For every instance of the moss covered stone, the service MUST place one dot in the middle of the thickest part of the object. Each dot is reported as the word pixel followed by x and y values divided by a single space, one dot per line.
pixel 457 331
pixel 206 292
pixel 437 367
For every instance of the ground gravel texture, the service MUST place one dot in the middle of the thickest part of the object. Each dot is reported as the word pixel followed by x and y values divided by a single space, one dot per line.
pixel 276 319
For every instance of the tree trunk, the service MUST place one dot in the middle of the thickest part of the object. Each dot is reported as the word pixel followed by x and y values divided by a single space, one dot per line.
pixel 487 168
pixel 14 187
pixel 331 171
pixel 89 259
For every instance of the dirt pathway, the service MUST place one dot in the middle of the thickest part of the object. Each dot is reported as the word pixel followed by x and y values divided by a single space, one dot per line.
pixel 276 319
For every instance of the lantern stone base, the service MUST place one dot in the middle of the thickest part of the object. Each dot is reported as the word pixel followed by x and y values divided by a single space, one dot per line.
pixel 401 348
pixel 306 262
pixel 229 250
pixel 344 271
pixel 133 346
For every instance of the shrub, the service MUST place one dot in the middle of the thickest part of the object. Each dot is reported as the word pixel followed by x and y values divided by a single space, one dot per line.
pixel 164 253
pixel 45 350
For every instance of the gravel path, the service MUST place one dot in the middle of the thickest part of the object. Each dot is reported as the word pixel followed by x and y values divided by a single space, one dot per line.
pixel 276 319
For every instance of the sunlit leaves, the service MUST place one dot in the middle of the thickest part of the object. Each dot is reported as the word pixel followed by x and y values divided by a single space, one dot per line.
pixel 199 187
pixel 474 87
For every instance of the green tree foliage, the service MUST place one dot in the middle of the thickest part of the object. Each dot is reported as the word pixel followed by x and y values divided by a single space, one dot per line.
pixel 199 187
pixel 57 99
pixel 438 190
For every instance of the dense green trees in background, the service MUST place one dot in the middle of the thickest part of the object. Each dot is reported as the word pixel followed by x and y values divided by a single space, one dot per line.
----------
WORK REQUEST:
Could you restate the records above word for word?

ANSWER SECTION:
For every instance of the moss covered stone, the service MUST place one dot in the middle of the thickest part of the object. Each dot is reported as the word pixel followed by x and y values divided by a single space, one dot per line.
pixel 457 331
pixel 206 292
pixel 437 367
For every instance of the ground gravel texture, the service MUST place one dot in the middle of the thickest part of the object. Each dot is reported as the word pixel followed by x and y values divided by a single space, one dot per line.
pixel 276 319
For every instance of the tree trunk, the service MUST place one dot in the middle of the thickest part of the object. Each dot is reported as the word pixel followed by x and y values divided by a single space, one dot per line.
pixel 487 168
pixel 14 187
pixel 331 171
pixel 89 259
For every instance of the dirt pathway, the service MUST place one dot in the middle of the thickest part of the object. Each dot is reported as the word pixel followed by x and y values divided by a single space, one dot per line.
pixel 276 319
For every instance of the lantern stone base, the service MUST place one dot in the middle of the thickest part of the object. Each dot is reported as the word pixel followed by x and y values divided by a single space, one dot per line.
pixel 401 348
pixel 306 262
pixel 229 250
pixel 344 271
pixel 133 346
For every instance of the shrub, the service MUST place one dot in the middle of the thickest part of the object. Each dot is reported as the word pixel followed by x and y values divided by a single space, one dot per line.
pixel 164 253
pixel 45 350
For every instance of the gravel path, the service MUST place one dot in the middle of the thickest part of the object. Each dot is reported as the word pixel followed by x and y values divided by a single space, one dot per line.
pixel 276 319
For every instance of the sunlit leaves, the service MUST place one dot in the middle of the thickest part of the object. Each dot is reported as the word pixel followed by x and y values divided by a single space, one dot per line.
pixel 199 187
pixel 474 87
For every instance of the green tree foliage, the service MUST place one dot in the middle of the thickest part of the object. Each dot is reported as the word pixel followed by x and y values divided by a single space, one dot per line.
pixel 199 187
pixel 57 99
pixel 438 190
For every instance of the dense green trees in background, the service MUST place one dot in the middle of the thickest part of the object. Each dot is reported as the word pixel followed by x and y values divided by a single space, one dot per line.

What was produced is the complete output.